--- PROBLEM TO SOLVE ---
Each record should reappear exactly in your answer, minus any picture.

--- LISTED ENTRIES ---

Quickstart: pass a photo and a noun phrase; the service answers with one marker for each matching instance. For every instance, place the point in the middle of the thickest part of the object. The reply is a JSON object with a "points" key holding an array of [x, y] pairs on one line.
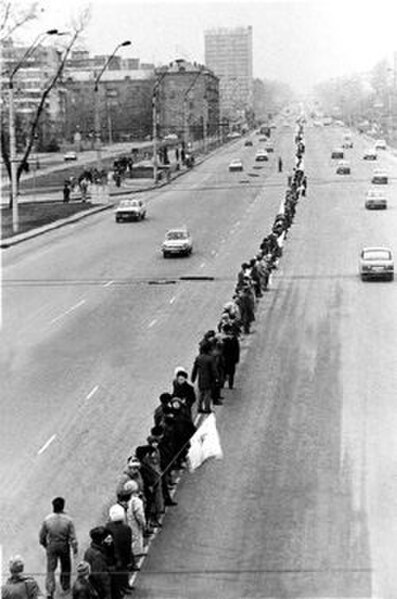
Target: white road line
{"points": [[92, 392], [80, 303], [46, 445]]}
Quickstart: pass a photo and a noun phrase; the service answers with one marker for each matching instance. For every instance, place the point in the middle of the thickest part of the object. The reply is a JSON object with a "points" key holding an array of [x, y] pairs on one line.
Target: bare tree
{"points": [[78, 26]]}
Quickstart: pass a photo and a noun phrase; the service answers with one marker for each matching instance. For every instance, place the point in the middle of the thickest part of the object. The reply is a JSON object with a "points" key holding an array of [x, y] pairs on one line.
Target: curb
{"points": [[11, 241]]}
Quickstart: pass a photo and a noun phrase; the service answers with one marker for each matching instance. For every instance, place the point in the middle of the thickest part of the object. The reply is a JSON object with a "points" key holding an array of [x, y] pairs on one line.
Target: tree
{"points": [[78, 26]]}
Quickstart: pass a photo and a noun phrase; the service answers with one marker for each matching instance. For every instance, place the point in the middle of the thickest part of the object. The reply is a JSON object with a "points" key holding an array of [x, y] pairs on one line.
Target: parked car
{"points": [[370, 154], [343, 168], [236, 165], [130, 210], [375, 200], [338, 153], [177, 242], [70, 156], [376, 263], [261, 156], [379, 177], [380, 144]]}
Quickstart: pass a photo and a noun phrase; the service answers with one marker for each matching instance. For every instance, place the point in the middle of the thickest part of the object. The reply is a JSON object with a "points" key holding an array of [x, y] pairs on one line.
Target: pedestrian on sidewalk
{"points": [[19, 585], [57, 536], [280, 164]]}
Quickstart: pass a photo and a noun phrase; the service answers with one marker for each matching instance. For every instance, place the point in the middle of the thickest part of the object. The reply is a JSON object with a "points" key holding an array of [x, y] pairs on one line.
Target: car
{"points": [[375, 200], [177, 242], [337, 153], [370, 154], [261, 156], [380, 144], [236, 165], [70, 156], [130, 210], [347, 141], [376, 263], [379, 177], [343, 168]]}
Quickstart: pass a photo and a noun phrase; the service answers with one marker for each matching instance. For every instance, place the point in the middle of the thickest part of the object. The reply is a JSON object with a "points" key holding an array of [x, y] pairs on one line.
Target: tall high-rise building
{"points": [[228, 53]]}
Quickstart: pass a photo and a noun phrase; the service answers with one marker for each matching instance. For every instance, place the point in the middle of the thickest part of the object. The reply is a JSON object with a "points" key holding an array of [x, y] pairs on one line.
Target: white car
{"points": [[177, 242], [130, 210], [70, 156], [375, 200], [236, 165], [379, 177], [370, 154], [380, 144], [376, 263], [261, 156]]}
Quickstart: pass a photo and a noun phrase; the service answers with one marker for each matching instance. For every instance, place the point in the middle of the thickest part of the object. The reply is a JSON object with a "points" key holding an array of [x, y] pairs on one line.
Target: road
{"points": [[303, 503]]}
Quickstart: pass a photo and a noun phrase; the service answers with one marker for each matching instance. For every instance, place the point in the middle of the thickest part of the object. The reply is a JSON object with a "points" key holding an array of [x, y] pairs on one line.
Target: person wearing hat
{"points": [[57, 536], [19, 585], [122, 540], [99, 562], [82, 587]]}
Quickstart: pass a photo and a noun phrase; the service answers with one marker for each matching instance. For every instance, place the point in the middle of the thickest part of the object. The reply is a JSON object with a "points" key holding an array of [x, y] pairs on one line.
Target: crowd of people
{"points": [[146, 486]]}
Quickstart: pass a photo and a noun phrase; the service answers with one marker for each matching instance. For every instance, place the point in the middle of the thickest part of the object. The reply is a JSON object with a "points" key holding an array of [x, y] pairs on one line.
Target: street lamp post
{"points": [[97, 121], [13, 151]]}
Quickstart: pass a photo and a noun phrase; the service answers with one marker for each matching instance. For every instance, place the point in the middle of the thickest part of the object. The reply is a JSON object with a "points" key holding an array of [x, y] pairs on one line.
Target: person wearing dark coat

--- TASK OUTPUT ---
Quickstart: pass a photo and a noun phrase; the service answers with one marker for each matching instance. For every instance, place the point in the middle of the thickest part of the object. The reply is a JSON object with a "points" key holding an array of [x, y] pairs on one line.
Target: white road line
{"points": [[92, 392], [80, 303], [46, 445]]}
Quickstart: pass a photo and a noun phrase; the service answers with one marker for each matching instance. For every instance, place the point in the middle of the thickest part of the object. The reply is a JSON object with a "points" key holding an array of [x, y] pairs on one line.
Target: bare tree
{"points": [[78, 26]]}
Quickstart: pass a photo and a noun phrase; the service answers with one marker for each matching instance. For every instance, place the point in the middle of the thickest part of the object. The reply is a JSON object with a "points" key holding an array of [x, y] pairs on one line.
Target: curb
{"points": [[11, 241]]}
Quickstart: pass a photo and a noun phrase; the service answers with one marker for each matching instance. For every instance, place the point in the middle of the thickest part of the object. The reply is a JSON object with a "points" key holding an array of [x, y] pairs on one line.
Target: tree
{"points": [[78, 26]]}
Quickstart: pass a photo and a noun phrase; the service answers with one marker for each matching instance. For every instance, place the point in the middle of the thickest part of the object. The reply is a JSON object with a "points" key holding an array of [x, y] pairs on one line.
Target: parked car
{"points": [[370, 154], [343, 168], [236, 165], [130, 210], [375, 200], [338, 153], [177, 242], [70, 156], [376, 263], [261, 156], [379, 177], [380, 144]]}
Quickstart: pass a photo and a noun phrase; the service answers with one marker for each matching instance. For every instance, place the point in the middle of the thickest part of the object. The reply is a JSON object with a "points" key holding an array of [x, y] pairs on one line.
Target: pedestrian on sidewalk
{"points": [[19, 585], [57, 536], [280, 164]]}
Quickstart: pass a photo and a noun phrase; the service answers with one marker for each matching instance. For every instance, place the point in the middle of the thickest part of the object. The reply is a JSON object with a "points" key holding an array of [x, y] pairs on one line.
Target: car
{"points": [[375, 200], [177, 242], [337, 153], [370, 154], [261, 156], [380, 144], [236, 165], [70, 156], [130, 210], [347, 141], [376, 263], [379, 177], [343, 168]]}
Quickstart: pass a photo and a noun phrase; the service answers with one marker for each matching instance. For every instance, place the point in the middle of the thickest part of the object. The reply is a JSON object with a "points" key holding an array of [x, y] pairs on one line.
Target: tall high-rise building
{"points": [[228, 53]]}
Quickstart: pass a photo and a noun phrase; the service answers with one marker for each matching instance. For every instance, place the point in the middle of the thickest part of the object. The reply is a JSON object with a "points" key holding an array of [x, y] pairs on one line.
Target: white car
{"points": [[177, 242], [130, 210], [70, 156], [375, 200], [236, 165], [379, 177], [370, 154], [380, 144], [376, 263], [261, 156]]}
Quickstart: pass a photo and a noun phrase; the service answers with one marker for each matching instance. For every instance, place the point in the middle of the thickest part of the object. The reply is a JSON object with a "points" key holding an array of [x, y] pairs on one line.
Target: road
{"points": [[303, 503]]}
Quickstart: pass a photo and a noun phrase; the service answers with one marker for each matching instance. For every instance, place the point in the middle of the thickest part of the object. The reply is a JSON object with a "points" key holding an array of [x, y] pairs on one line.
Target: person wearing hat
{"points": [[57, 536], [19, 585], [122, 540], [99, 562], [82, 587]]}
Quickstart: pass a photo and a noun phrase; the service answers with one marker for each matching instance. For every instance, place the point in the middle of the thickest part of the object. The reply is a JSON object with a "points" key holding an array of [x, y] pairs on one line.
Target: crowd of people
{"points": [[146, 486]]}
Quickstart: pass a photo and a noun phrase; the service answers with one marker for each matching instance. For every instance, place the point in the middle of the thickest part of the object. The reply is a JSON object with a "points" key holding an array of [x, y] pairs on one line.
Target: street lamp post
{"points": [[97, 121], [13, 151]]}
Quickstart: pass a photo and a noun phrase; the service answers with one marker for each matching instance. For every instance, place the point in the middle of the thickest part of the object. The reply is a JSON object with a "points" key holding an array of [x, y] pairs on one line.
Target: person wearing dark coat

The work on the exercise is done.